Aim of the exercise: Take the lines in the items below, from the one containing "chrome faucet, the" through the one containing "Target: chrome faucet", both included, and rewrite them as a numbered list with blank lines omitted.

Data records:
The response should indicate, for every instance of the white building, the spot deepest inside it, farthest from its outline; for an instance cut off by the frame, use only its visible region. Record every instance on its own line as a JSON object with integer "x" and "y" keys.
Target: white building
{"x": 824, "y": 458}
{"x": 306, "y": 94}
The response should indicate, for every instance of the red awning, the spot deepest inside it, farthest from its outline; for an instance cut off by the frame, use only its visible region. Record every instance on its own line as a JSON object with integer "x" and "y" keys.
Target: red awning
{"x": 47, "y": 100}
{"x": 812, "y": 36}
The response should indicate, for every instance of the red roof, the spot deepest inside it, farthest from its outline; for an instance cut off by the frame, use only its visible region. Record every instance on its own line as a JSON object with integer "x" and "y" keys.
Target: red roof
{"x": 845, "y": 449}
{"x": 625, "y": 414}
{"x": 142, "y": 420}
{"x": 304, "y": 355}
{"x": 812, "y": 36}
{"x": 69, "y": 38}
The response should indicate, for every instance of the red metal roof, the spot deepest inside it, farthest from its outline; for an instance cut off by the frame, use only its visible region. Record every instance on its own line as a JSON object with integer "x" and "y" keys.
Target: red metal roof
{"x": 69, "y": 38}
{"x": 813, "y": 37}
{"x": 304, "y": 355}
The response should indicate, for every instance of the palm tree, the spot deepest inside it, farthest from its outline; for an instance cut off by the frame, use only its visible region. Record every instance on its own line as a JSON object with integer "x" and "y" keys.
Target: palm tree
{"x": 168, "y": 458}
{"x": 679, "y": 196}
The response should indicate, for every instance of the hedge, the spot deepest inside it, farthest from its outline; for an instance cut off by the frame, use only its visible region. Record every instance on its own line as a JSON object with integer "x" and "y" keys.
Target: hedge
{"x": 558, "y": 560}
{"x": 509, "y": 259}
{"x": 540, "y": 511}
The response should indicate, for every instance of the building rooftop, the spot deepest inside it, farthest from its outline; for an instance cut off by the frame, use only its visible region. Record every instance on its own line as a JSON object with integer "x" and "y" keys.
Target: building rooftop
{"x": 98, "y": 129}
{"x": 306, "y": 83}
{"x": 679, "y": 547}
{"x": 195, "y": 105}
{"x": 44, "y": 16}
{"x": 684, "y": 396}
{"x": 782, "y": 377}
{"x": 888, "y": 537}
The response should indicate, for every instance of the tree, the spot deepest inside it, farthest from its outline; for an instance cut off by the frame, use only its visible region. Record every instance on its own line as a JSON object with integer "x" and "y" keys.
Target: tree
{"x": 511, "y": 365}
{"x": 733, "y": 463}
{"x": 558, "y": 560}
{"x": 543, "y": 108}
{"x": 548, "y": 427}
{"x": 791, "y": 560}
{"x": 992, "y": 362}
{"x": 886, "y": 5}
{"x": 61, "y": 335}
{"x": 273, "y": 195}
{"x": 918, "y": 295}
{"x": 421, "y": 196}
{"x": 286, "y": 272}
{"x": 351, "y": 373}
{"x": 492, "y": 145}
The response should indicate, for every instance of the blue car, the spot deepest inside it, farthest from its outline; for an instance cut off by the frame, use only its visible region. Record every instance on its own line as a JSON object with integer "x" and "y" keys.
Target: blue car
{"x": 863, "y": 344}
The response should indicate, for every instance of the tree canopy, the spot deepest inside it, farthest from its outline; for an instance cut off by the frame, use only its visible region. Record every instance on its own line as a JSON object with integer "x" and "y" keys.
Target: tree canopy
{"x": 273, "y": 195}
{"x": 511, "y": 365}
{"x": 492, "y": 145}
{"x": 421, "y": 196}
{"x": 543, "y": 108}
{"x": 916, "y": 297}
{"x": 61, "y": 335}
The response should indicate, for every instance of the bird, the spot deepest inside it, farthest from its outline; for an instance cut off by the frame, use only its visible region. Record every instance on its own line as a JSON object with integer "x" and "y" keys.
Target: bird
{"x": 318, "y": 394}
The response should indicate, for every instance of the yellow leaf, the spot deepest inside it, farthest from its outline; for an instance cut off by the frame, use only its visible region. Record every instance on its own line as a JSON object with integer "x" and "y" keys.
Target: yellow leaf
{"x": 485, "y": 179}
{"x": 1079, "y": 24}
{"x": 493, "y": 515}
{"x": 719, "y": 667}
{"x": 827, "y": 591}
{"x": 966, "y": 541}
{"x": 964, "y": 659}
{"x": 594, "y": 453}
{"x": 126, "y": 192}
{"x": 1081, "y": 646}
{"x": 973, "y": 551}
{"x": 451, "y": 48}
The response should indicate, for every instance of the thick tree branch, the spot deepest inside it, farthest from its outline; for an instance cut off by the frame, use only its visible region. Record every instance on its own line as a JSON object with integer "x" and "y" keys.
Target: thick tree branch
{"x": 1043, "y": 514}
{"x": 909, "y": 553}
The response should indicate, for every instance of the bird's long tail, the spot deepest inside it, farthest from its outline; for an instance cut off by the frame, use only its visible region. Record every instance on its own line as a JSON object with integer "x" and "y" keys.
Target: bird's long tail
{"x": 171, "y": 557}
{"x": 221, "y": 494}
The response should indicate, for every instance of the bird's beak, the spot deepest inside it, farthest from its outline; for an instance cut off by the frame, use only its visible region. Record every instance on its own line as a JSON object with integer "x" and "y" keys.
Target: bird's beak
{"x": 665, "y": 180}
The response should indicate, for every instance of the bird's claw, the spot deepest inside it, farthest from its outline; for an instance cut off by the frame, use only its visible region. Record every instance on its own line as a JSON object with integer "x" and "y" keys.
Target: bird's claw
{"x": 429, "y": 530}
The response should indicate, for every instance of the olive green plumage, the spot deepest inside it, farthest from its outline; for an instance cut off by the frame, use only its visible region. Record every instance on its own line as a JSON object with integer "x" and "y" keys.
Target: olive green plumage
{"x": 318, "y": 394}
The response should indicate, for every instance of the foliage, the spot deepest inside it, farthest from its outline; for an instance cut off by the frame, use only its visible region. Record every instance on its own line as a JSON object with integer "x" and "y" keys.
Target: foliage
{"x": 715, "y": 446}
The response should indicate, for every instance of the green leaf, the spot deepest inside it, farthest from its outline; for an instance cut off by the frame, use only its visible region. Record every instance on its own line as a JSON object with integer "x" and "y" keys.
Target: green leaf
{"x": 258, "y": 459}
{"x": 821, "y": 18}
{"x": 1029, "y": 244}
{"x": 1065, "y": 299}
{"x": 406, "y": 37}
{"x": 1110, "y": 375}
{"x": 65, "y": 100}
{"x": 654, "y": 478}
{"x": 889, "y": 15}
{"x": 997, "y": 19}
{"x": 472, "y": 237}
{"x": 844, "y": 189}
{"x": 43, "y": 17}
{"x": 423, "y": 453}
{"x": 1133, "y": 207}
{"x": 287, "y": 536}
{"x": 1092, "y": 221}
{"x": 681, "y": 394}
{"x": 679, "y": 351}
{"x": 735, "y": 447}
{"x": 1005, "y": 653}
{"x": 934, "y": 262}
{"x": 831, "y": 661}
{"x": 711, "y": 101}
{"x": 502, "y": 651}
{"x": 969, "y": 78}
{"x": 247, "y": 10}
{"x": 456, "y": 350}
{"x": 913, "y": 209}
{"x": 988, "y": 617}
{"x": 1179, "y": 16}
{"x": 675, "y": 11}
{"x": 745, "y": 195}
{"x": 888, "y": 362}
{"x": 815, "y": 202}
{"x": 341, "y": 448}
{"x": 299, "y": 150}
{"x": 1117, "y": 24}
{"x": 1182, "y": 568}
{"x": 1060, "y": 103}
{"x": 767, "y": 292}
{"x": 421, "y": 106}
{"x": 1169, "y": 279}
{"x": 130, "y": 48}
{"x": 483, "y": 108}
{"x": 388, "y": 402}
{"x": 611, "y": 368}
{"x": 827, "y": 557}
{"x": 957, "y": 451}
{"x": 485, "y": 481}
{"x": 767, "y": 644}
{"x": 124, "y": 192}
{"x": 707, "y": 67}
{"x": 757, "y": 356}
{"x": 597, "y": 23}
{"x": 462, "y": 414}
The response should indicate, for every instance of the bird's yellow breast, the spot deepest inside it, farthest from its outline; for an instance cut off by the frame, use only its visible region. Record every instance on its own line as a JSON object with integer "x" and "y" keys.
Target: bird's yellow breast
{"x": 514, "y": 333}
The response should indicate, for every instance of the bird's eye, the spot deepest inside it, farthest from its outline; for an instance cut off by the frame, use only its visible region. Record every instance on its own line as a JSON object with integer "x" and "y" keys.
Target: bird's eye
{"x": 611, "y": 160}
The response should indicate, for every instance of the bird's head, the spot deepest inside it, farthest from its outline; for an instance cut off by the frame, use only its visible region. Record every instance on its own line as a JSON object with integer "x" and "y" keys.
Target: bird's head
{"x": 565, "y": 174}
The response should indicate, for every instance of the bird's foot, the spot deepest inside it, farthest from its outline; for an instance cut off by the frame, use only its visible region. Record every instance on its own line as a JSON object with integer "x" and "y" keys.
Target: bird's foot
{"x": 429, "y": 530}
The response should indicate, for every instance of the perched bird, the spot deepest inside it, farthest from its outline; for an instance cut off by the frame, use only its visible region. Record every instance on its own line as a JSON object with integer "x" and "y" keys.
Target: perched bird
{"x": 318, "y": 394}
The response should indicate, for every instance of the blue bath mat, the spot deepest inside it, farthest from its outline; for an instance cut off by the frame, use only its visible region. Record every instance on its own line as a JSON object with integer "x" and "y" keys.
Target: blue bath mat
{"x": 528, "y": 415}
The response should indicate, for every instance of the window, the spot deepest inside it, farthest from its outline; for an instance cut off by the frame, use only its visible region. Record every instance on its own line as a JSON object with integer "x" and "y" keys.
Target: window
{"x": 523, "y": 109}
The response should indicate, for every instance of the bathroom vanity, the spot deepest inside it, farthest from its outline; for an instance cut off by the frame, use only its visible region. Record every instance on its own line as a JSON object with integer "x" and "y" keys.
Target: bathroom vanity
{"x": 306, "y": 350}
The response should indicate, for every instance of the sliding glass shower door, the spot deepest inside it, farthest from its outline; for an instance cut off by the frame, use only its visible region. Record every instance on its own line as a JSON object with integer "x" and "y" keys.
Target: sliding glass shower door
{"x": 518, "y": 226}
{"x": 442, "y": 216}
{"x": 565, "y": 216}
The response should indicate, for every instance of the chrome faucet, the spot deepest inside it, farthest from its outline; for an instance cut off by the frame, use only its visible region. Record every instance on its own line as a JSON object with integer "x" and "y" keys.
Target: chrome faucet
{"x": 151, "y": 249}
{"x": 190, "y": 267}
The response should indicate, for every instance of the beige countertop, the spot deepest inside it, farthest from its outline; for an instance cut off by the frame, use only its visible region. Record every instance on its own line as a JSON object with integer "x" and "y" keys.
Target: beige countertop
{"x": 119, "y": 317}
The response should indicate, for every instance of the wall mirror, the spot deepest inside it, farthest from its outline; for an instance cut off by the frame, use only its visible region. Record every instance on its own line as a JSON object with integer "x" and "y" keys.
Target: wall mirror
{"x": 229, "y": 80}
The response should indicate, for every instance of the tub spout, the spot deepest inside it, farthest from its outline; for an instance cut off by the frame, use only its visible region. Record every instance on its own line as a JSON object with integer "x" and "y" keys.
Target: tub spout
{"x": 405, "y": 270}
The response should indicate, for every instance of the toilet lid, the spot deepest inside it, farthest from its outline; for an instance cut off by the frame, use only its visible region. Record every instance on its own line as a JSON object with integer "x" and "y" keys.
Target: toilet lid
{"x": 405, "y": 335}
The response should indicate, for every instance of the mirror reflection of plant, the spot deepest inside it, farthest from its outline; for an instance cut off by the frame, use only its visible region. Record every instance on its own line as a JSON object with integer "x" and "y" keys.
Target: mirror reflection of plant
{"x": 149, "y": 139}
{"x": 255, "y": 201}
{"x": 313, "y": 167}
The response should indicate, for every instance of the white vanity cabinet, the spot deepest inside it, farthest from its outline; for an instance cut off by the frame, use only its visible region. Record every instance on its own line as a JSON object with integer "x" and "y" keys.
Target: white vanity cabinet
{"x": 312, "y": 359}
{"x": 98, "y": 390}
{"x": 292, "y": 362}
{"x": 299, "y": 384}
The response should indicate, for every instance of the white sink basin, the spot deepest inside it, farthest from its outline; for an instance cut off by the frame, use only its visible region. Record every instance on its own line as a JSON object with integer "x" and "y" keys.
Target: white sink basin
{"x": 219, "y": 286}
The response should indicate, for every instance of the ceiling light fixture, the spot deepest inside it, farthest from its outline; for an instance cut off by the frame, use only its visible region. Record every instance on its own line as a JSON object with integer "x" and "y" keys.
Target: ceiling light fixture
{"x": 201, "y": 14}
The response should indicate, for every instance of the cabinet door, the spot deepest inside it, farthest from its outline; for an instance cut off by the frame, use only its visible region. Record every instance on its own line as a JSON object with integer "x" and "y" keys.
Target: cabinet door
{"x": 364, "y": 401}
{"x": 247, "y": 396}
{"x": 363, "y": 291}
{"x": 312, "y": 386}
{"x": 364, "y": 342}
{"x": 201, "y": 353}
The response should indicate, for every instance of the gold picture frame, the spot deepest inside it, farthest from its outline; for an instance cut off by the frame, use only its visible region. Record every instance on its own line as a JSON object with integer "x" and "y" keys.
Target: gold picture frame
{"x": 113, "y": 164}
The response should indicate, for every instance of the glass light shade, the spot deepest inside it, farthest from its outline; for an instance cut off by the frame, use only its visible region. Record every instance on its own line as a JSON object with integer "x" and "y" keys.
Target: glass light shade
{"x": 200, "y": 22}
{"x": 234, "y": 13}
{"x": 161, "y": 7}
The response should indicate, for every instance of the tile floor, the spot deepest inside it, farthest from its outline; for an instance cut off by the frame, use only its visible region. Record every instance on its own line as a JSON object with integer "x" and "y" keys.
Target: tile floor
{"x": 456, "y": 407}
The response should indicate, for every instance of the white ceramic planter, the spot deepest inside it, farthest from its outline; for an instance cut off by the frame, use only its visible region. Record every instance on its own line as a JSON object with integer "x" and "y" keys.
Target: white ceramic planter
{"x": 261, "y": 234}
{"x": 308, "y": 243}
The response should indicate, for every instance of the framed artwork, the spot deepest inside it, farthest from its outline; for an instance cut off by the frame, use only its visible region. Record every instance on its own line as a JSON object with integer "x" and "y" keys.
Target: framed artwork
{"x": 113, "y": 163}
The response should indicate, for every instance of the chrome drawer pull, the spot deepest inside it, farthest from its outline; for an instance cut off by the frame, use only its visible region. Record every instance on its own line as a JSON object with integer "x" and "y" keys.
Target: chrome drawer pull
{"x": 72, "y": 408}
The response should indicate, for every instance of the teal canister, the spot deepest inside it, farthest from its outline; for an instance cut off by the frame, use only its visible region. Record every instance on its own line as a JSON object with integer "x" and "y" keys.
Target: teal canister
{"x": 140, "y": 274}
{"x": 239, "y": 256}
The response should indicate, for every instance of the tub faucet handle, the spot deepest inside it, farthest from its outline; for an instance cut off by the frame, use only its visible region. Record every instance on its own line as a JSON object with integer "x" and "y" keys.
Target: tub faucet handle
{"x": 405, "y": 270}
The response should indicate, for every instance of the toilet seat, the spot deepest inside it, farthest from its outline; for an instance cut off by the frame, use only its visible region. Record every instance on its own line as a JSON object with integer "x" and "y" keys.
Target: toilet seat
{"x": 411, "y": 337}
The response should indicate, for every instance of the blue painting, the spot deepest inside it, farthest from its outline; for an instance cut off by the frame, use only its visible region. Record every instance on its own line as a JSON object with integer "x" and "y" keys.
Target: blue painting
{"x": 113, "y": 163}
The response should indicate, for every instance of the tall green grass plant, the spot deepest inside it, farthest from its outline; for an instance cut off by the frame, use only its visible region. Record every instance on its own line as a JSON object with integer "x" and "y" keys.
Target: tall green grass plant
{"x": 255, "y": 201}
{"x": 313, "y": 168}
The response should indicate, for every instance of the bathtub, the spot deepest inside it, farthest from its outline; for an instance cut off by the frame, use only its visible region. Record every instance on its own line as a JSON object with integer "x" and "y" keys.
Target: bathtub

Task response:
1. The response should indicate, for every instance of the chrome faucet, the spot deepest inside it, farthest from its outline; for an instance cut off by the frame, use only its visible region. Record every instance on its own line as a JSON object with integer "x" and "y" keys.
2. Target: chrome faucet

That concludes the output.